(SELECTED TEXT Opens)
But suicide bombers and gunmen are hard to stop. There are clear echoes of the devastating assault on the Marriott Hotel in Islamabad last September.
Security in Peshawar has worsened dramatically in the last year. Many of those who can afford to move have taken their families to Islamabad or beyond - abandoning a city now becoming consumed by fear and violence.
Gunmen forced their way through a security barrier, firing at guards, before a van packed with explosives was driven through and detonated in the car park.
Police believe the bomb contained about 500kg of explosives.
The death toll rose to 18 with the discovery of three bodies early on Wednesday, our correspondent says. At least 60 people have been injured.
"The number of casualties could rise as we fear that some people are still trapped under the debris," police spokesman Abdul Ghafoor Afridi told AFP news agency.
"One portion of the hotel was totally destroyed. Three people including a manager of the hotel are missing and we fear they are under the debris."
The injured include a British man and a German national, Peshawar district co-ordination officer Sahibzada Anis said.
Pakistani Prime Minister Yusuf Raza Gilani swiftly condemned the attack, describing it as "shameful".
The UN named its two employees killed in the attack as Serbian national Aleksandar Vorkapic, of the refugee agency UNHCR, and Perseveranda So of the Philippines who worked for the children's agency Unicef.
Unicef said the bombing was "reprehensible and unacceptable" and said it was "greatly saddened" by the death of Perseveranda So.
"She was in Peshawar, a dangerous and difficult environment, helping implement programmes to assist girls in gaining access to the education they so desperately need. She will be greatly missed," the statement said.
UN Secretary-General Ban Ki-moon spoke of "a heinous terrorist attack which no cause can justify".
At least a dozen UN workers had been staying at the hotel before heading out to refugee camps in North West Frontier Province.
Peshawar, the main city in the north-west, is not far from the Swat valley, where the government's offensive against the Taliban has been concentrated.
Eyewitnesses told the BBC News website the blast could be seen up to 5km (3 miles) away. The blast left a large crater and parts of the hotel were destroyed.
An injured man, Jawad Chaudhry, said he had been in his room on the ground floor when he heard gunshots, then an explosion.
(SELECTED TEXT Closes)
(DATA EXTRACTS Opens)
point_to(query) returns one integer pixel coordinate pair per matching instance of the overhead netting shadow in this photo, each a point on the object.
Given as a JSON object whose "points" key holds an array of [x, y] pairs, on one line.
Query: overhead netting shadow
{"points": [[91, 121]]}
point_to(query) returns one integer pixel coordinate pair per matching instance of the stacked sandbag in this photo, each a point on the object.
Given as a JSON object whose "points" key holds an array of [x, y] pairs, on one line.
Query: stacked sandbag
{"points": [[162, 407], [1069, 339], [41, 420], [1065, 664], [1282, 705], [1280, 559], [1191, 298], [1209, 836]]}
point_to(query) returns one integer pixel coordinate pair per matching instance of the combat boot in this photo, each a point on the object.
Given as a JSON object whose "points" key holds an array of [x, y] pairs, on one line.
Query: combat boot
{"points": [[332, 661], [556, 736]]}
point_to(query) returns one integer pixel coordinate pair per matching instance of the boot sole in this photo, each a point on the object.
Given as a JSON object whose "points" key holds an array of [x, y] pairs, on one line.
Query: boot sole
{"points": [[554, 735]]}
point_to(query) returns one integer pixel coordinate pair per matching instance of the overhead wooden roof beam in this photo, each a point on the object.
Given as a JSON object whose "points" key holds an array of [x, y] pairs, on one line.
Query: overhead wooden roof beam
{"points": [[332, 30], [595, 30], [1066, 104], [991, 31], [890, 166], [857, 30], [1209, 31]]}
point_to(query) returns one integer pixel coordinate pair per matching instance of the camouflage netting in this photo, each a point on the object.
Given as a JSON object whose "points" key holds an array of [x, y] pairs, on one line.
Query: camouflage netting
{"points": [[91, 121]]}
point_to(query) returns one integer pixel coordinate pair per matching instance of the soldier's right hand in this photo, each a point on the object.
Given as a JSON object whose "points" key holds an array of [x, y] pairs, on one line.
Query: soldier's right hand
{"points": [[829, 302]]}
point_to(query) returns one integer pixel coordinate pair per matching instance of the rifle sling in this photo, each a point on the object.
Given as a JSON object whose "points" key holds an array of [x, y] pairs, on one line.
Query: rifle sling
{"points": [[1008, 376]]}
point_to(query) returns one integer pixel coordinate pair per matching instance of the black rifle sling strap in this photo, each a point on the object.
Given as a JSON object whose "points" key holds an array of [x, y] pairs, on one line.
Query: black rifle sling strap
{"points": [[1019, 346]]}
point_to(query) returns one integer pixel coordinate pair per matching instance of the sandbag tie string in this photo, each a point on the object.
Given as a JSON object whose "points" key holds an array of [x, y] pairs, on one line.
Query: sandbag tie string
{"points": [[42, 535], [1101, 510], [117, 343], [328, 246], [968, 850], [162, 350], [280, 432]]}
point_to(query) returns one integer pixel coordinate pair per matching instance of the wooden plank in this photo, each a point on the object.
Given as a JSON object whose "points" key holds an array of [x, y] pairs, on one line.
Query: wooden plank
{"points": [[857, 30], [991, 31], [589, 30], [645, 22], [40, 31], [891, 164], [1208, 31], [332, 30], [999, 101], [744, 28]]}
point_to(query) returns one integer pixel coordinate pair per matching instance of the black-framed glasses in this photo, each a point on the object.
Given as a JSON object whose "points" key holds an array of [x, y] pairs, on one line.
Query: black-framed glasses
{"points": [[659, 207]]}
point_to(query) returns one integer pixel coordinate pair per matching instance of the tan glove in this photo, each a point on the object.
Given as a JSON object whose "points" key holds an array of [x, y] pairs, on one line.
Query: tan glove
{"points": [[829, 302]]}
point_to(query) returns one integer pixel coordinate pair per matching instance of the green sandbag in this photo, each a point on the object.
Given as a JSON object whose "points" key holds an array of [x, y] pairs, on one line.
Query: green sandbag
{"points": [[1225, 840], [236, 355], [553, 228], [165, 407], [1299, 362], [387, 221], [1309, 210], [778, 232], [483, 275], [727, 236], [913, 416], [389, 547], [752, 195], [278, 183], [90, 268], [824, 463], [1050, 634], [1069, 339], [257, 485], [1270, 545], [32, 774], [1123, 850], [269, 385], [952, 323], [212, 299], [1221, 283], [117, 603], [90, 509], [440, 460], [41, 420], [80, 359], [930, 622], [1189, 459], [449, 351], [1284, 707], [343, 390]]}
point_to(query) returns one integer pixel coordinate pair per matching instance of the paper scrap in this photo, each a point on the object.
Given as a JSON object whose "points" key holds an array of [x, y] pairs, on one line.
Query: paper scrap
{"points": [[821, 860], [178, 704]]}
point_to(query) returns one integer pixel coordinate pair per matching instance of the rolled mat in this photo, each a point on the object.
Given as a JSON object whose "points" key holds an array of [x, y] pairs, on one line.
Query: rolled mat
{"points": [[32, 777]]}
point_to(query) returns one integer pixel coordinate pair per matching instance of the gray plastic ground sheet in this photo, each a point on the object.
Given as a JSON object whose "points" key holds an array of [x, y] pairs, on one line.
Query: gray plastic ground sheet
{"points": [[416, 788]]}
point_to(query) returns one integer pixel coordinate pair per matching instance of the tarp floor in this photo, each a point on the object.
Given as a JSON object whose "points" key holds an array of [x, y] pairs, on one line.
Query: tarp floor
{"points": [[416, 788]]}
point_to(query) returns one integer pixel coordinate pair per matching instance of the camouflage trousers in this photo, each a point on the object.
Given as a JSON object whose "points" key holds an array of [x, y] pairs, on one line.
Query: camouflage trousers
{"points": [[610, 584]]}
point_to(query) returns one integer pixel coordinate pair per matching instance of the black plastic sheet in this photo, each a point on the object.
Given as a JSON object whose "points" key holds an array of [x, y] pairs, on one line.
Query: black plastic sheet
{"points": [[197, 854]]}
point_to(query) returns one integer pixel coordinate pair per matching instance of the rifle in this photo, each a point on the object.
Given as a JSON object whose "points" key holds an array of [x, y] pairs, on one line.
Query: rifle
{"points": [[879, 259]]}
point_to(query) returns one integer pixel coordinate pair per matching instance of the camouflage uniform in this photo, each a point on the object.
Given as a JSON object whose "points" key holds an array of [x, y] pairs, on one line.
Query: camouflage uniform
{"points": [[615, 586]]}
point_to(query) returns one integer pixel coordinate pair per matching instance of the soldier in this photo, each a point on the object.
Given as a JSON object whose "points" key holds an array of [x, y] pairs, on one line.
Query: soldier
(DATA EXTRACTS Closes)
--- TASKS AND EXERCISES ---
**1.** From the Peshawar bombing report, echo everything from "The death toll" down to "Sahibzada Anis said.".
**2.** Rewrite the paragraph of the Peshawar bombing report that begins "Security in Peshawar has worsened" in fewer words, keeping its main facts.
**3.** Carry the Peshawar bombing report forward with the next part, beginning after its final sentence.

--- RESPONSES TO THE EXERCISE ---
**1.**
The death toll rose to 18 with the discovery of three bodies early on Wednesday, our correspondent says. At least 60 people have been injured.
"The number of casualties could rise as we fear that some people are still trapped under the debris," police spokesman Abdul Ghafoor Afridi told AFP news agency.
"One portion of the hotel was totally destroyed. Three people including a manager of the hotel are missing and we fear they are under the debris."
The injured include a British man and a German national, Peshawar district co-ordination officer Sahibzada Anis said.

**2.** Peshawar's security has sharply deteriorated over the past year. Many who can afford it have moved their families to Islamabad or farther, leaving a city increasingly gripped by fear and violence.

**3.**
"The floor under my feet shook," he said. "I thought the roof was falling on me. I ran out. I saw everybody running in panic. There was blood and pieces of glass everywhere."
Musa Khan, a BBC News website reader in Peshawar, said he was far away when the blast happened but could tell it was "huge".
"I was in the university lawn with my friends," he said. "I saw the red light from there blowing and then I heard a huge sound."
PAKISTAN UNDER ATTACK
5 June: Mosque blast kills at least 38 in Upper Dir district
28 May: At least 10 die in separate attacks in Peshawar
27 May: Car and bomb attack kills at least 23 at Lahore police HQ
30 March: Lahore police buildings attacked - 23 people killed
3 March: Seven die in attack on Sri Lanka cricketers in Lahore
20 September 2008: Islamabad Marriott Hotel bomb kills 40
Correspondents say the Pearl Continental - usually just called the PC - runs a series of security checks, first of vehicles as they drive in past concrete barriers, then of people who are screened by metal detectors and bag searches.
Taliban leaders have promised revenge attacks on major Pakistani cities and claimed responsibility for the bombing in Lahore last month.
A suicide attack on the Islamabad Marriott hotel last September killed at least 53 people and injured more than 266.
In Bannu, officials say 70 militants have been killed in the action which started on Tuesday, but the figures cannot be verified.
Security officials say the Janikhel tribe refused to hand over militants involved in the kidnapping of students and teachers from a college last week who were later freed.
A curfew has been imposed in Bannu.
Analysts say North and South and North Waziristan are strongholds for al-Qaeda and the Taliban.